─── Dataset entries ───

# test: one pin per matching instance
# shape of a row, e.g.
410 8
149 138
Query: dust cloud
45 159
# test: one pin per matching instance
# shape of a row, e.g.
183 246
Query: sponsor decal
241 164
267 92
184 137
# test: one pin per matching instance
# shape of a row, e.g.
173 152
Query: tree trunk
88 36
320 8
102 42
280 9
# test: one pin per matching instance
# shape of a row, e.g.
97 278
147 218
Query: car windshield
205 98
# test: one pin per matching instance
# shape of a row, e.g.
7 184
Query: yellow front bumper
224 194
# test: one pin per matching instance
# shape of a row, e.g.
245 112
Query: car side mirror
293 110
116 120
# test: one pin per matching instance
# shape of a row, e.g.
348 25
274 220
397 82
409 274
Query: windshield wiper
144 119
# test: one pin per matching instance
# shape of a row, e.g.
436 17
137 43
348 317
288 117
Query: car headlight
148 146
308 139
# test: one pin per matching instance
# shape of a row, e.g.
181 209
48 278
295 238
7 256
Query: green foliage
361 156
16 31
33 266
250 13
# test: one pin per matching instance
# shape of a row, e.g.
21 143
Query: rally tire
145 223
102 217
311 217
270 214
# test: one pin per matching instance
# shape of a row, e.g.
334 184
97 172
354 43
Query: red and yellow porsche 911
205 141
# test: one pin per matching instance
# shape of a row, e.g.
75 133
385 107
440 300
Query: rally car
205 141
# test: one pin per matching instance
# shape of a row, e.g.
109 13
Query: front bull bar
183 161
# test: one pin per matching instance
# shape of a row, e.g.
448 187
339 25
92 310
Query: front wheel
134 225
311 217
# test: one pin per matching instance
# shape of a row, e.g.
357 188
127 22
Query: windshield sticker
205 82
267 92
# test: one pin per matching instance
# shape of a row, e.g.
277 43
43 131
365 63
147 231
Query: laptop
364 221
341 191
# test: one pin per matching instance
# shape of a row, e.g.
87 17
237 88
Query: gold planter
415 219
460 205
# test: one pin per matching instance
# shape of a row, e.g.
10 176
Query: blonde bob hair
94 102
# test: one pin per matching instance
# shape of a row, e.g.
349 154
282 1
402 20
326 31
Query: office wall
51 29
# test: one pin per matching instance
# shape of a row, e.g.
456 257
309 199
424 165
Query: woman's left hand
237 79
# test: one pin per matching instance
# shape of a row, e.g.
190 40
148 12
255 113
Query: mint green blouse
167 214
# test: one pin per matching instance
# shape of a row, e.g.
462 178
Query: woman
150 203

───

Task directions
The answer should consist of every entry, repeated word for word.

Result of this task
# test: one pin per matching instance
# shape of a row, e.g.
410 8
149 138
Query: dust cloud
45 159
# test: one pin per matching instance
# shape of a row, e.g.
183 246
Query: sponsor decal
241 164
267 92
184 137
# test: one pin per matching instance
# shape of a row, e.g.
173 152
Query: tree trunk
88 36
320 8
102 42
280 9
# test: one pin per matching instance
# shape of a row, e.g.
97 278
147 218
Query: car windshield
205 98
# test: one pin per matching instance
# shape of a row, e.g.
7 184
Query: yellow front bumper
224 194
# test: one pin per matching instance
# shape of a row, e.g.
245 112
Query: car side mirror
293 110
116 120
# test: one pin per matching instance
# shape of a row, e.g.
348 25
274 220
397 82
409 274
Query: windshield wiper
144 119
# test: one pin per matching instance
# shape of a row, e.g.
436 17
137 43
348 317
288 117
Query: car headlight
148 146
308 139
# test: one pin per matching instance
# shape of a row, e.g.
181 209
48 278
295 238
7 256
Query: green foliage
361 156
16 31
33 266
250 13
# test: one pin per matching instance
# shape of a row, e.g.
21 143
Query: rally tire
145 223
102 217
311 217
270 214
# test: one pin per matching instance
# shape of a row, e.g.
334 184
97 172
354 43
Query: red and yellow porsche 911
205 141
# test: one pin per matching instance
# shape of a row, e.g.
75 133
385 107
440 300
Query: rally car
205 141
# test: one pin per matching instance
# shape of a row, e.g.
109 13
Query: front bull bar
183 161
# test: one pin per matching instance
# shape of a row, e.g.
448 187
339 25
92 310
Query: front wheel
134 225
311 217
# test: one pin per matching instance
# shape of a row, e.g.
357 188
127 22
Query: windshield sticker
205 82
267 92
# test: one pin per matching instance
# shape of a row, e.g.
277 43
43 131
365 63
147 231
Query: laptop
364 221
341 191
# test: one pin per matching instance
# shape of a row, e.g.
87 17
237 88
Query: gold planter
415 219
460 205
# test: one pin per matching instance
# shape of a row, e.g.
10 176
Query: blonde bob hair
94 102
# test: one pin per matching instance
# shape of a row, e.g.
349 154
282 1
402 20
326 31
Query: office wall
51 29
# test: one pin per matching instance
# shape of a row, e.g.
456 257
309 199
424 165
Query: woman's left hand
237 79
# test: one pin per matching instance
# shape of a row, e.g.
190 40
148 12
255 113
Query: mint green blouse
167 214
# test: one pin per matching instance
# shape of a row, e.g.
462 178
Query: woman
150 203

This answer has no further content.